# Start of DATA ENTRIES

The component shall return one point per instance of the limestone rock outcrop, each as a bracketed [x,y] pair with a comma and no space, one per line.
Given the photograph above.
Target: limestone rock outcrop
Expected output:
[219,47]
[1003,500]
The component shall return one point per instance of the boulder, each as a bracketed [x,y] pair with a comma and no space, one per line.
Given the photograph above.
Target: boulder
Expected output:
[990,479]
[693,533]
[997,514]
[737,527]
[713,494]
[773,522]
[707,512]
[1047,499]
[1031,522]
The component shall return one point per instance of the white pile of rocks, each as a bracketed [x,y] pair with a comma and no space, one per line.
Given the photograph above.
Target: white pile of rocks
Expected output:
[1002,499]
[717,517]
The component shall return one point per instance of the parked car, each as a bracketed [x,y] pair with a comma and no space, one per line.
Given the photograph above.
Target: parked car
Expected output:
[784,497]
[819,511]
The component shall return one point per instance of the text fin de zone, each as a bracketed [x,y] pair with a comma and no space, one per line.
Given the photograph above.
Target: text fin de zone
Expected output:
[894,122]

# End of DATA ENTRIES

## TASK REQUIREMENTS
Copy out exactly the lines from the line with "the boulder, each" to the end of the listing, including both of those lines, and give nothing else.

## RESULT FOR THIS TASK
The component shall return one point per instance of the boulder, each as a bracketed [x,y] pair with a comma and no space, one per line.
Given the photograph above.
Target: boulder
Expected output:
[990,479]
[693,533]
[997,514]
[737,527]
[713,494]
[773,522]
[707,512]
[1047,499]
[1031,522]
The component shall return one point per instance of the white pile of rocks, each as a bracketed [x,y] pair with a comma and no space, one per line.
Given the photograph above.
Target: white pile of rocks
Expected output:
[1002,499]
[717,517]
The component shall return one point per instance of the parked car, each as a bracketed [x,y] pair with a comma and no space, one per line.
Given the photograph above.
Target: parked car
Expected output:
[784,497]
[819,511]
The component shall return one point per instance of the text fin de zone, each as a bracketed [x,y] pair with a comma and no space, one per line.
Given the photograph above.
Target: text fin de zone
Expected output:
[894,122]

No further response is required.